Position identification records
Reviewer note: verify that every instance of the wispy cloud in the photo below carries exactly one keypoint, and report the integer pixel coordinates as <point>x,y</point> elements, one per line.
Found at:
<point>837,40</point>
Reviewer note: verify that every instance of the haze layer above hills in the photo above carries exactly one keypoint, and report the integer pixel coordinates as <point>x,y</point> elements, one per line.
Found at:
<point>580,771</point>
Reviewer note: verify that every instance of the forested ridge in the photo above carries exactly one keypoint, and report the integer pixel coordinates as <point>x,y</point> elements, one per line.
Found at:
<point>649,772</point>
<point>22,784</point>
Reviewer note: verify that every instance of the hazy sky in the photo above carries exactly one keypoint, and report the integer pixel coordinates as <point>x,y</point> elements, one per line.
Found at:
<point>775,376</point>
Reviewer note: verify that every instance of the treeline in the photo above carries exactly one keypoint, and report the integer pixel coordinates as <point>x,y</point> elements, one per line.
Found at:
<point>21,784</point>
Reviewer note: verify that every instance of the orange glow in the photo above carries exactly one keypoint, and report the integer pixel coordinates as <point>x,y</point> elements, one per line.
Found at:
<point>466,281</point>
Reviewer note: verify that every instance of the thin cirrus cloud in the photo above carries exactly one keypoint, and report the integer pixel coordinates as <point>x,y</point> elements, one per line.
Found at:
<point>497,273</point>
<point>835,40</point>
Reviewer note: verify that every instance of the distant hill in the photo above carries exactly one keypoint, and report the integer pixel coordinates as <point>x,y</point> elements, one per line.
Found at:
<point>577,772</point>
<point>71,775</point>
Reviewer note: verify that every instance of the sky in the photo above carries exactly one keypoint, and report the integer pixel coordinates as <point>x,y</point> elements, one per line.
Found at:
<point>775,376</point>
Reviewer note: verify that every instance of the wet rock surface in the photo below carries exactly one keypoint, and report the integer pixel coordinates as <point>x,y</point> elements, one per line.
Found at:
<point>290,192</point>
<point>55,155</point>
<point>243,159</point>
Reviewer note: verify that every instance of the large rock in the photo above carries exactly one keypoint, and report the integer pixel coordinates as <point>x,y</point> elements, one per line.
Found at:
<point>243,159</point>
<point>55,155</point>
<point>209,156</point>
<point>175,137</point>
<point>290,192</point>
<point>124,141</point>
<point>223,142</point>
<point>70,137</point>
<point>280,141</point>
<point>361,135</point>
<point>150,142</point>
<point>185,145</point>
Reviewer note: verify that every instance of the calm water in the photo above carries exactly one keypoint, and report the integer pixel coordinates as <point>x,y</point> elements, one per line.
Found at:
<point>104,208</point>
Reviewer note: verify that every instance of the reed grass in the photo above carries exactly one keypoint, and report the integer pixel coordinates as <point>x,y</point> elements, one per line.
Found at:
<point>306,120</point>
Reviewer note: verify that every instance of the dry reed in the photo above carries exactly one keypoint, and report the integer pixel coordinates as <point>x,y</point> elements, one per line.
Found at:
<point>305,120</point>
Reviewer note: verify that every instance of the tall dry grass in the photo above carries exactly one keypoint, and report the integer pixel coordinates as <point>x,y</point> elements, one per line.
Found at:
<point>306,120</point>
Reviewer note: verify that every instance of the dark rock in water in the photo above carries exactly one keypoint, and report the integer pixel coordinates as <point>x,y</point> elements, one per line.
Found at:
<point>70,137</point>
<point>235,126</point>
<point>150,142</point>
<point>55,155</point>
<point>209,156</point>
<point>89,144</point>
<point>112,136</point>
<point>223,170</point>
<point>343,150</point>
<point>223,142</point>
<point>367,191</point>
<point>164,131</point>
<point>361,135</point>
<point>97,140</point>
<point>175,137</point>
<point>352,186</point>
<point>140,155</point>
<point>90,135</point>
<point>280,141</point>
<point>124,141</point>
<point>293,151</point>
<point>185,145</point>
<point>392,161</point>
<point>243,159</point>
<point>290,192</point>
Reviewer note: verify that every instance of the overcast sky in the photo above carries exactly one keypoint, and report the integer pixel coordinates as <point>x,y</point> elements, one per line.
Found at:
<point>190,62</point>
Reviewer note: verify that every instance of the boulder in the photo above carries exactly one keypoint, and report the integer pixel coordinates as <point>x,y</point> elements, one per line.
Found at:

Task to complete:
Copy every line of the records above word for word, from the first line to the last.

Exercise output:
Reviewer note: verify that every instance of the wispy cloud in the photo below carries exactly one keypoint, and report the integer pixel coordinates as <point>x,y</point> elements, one per line.
Found at:
<point>837,40</point>
Reviewer note: verify that every instance of the haze layer above hills in the photo above carries exactly one keypoint, and report the integer pixel coordinates as <point>x,y</point> elements, one per line.
Found at:
<point>580,771</point>
Reviewer note: verify that every instance of the forested ridge in the photo above carries exactly one keypoint, and report the integer pixel coordinates as <point>x,y</point> elements, one per line.
Found at:
<point>649,772</point>
<point>22,784</point>
Reviewer note: verify that every instance of the hazy sky in the photo above carries exactly one keypoint, and report the integer pixel coordinates as <point>x,y</point> elements, one per line.
Found at:
<point>775,376</point>
Reviewer note: verify that every instance of the treeline in the photo above carries exactly one keypoint, and report the integer pixel coordinates as <point>x,y</point> elements, one per line.
Found at:
<point>21,784</point>
Reviewer note: verify that every instance of the orange glow in the photo above carries exactly one keypoint, and report the integer pixel coordinates as <point>x,y</point> elements, one per line.
Found at:
<point>466,281</point>
Reviewer note: verify that every instance of the thin cirrus cloud in the photo above carries exactly one keypoint, and report the integer pixel coordinates as <point>x,y</point> elements, one per line.
Found at:
<point>497,273</point>
<point>835,40</point>
Reviewer note: verify that every instance of the distant hill in the photo above carries exactly one keypoint, and report the integer pixel coordinates as <point>x,y</point> elements, one per line.
Found at:
<point>577,772</point>
<point>71,775</point>
Reviewer note: verify that every instance of the sky in the photo above carries exactly one keypoint, and report the integer pixel coordinates as <point>x,y</point> elements, one per line.
Found at:
<point>775,376</point>
Reviewer note: verify that every instance of the wet rock surface in the photo below carries exactly one keypoint, and report the integer pixel coordinates as <point>x,y</point> elements, one per line.
Found at:
<point>290,192</point>
<point>55,155</point>
<point>243,159</point>
Reviewer note: verify that every instance of the large rock in the photo above carries exactly one keypoint, and report the integer pixel coordinates as <point>x,y</point> elements, one per line.
Found at:
<point>243,159</point>
<point>55,155</point>
<point>209,156</point>
<point>175,137</point>
<point>290,192</point>
<point>124,141</point>
<point>223,142</point>
<point>70,137</point>
<point>280,141</point>
<point>361,135</point>
<point>150,142</point>
<point>185,145</point>
Reviewer note: verify that every instance of the calm water in the photo above carries exactly one keypoint, and report the integer pixel coordinates as <point>x,y</point> elements, one per line.
Found at:
<point>104,208</point>
Reviewer note: verify that every instance of the reed grass in the photo above carries exactly one keypoint, and report the integer pixel coordinates as <point>x,y</point> elements, one per line.
Found at:
<point>306,120</point>
Reviewer note: verify that every instance of the dry reed in the photo above carries exactly one keypoint, and report the integer pixel coordinates as <point>x,y</point> elements, one per line.
Found at:
<point>305,120</point>
Reviewer note: verify that every instance of the tall dry grass in the photo above carries exactly one keypoint, and report the integer pixel coordinates as <point>x,y</point> elements, one per line.
Found at:
<point>306,120</point>
Reviewer note: verify that every instance of the dark rock in water in the photo above carries exactly one keypoint, and report the integer pixel coordinates as <point>x,y</point> elements, one per line.
Found at:
<point>70,137</point>
<point>235,126</point>
<point>150,142</point>
<point>55,155</point>
<point>209,156</point>
<point>89,144</point>
<point>112,136</point>
<point>223,170</point>
<point>343,150</point>
<point>223,142</point>
<point>367,191</point>
<point>164,131</point>
<point>361,135</point>
<point>97,140</point>
<point>175,137</point>
<point>352,186</point>
<point>140,155</point>
<point>90,135</point>
<point>280,141</point>
<point>124,141</point>
<point>293,151</point>
<point>185,145</point>
<point>392,161</point>
<point>243,159</point>
<point>290,192</point>
Reviewer note: verify that every instance of the overcast sky in the photo above carries exactly one keypoint, and report the integer pixel coordinates as <point>x,y</point> elements, one per line.
Found at:
<point>190,62</point>
Reviewer note: verify that every instance of the boulder in the photo above carries exactly one keypoint, and report the integer pixel coordinates as <point>x,y</point> elements, one per line.
Found at:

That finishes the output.